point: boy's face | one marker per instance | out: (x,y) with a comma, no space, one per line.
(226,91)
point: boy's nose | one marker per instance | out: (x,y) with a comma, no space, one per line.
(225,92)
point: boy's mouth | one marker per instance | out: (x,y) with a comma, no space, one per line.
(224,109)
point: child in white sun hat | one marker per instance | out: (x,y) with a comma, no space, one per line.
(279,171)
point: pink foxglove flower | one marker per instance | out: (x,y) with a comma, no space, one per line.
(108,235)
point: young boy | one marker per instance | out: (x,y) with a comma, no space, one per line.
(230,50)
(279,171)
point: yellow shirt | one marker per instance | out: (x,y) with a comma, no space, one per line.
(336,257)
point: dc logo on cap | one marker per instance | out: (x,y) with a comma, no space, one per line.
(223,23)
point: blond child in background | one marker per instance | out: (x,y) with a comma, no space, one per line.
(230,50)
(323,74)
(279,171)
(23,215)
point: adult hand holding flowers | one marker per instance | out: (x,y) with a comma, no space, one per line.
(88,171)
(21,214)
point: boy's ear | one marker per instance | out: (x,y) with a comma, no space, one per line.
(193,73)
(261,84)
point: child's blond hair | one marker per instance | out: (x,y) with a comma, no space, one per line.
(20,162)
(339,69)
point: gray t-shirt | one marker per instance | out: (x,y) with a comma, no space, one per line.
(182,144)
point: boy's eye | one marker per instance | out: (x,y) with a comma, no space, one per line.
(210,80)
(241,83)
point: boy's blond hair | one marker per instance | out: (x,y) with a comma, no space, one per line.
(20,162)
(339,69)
========================================
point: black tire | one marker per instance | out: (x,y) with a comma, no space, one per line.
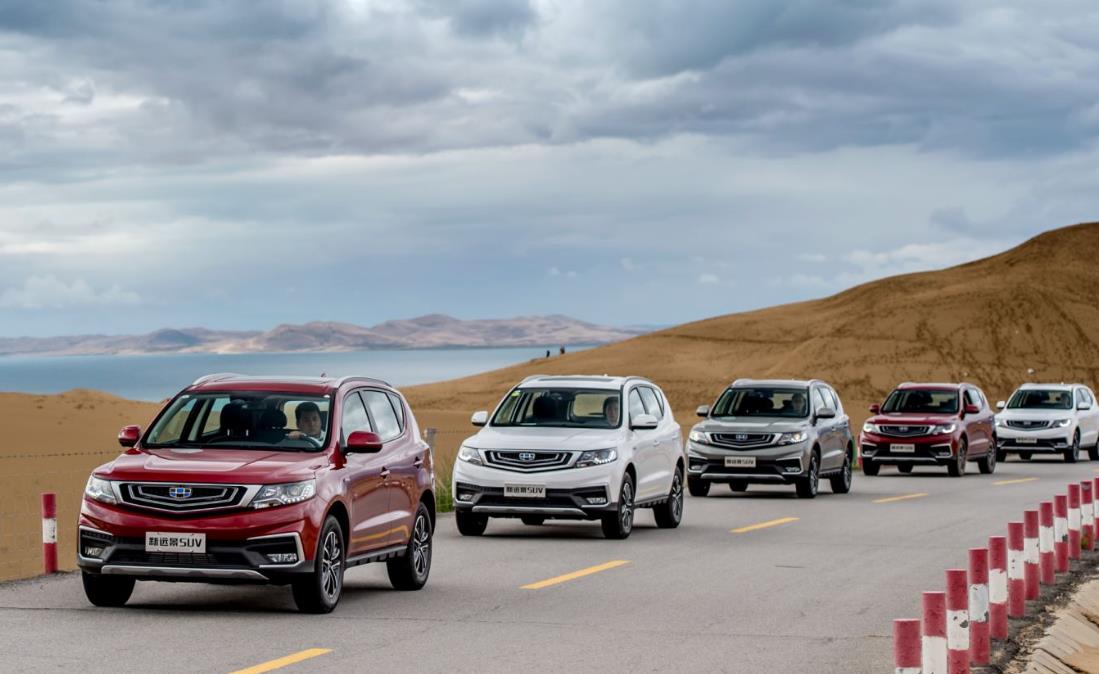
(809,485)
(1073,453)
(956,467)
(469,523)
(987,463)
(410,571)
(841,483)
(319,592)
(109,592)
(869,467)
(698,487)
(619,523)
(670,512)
========================================
PROBLEM DESCRIPTION ::
Copy out every line of the material that contains the string "blond". Matching is case-sensitive.

FINISHED TASK ::
point: blond child in background | one marker per instance | out: (x,y) with a comma, no space, one per line.
point: child's blond hair | one marker per instance | out: (x,y) with a comma, no space, one per line.
point: boy's blond hair | one marker per instance | out: (x,y) with a comma, no space, one per line.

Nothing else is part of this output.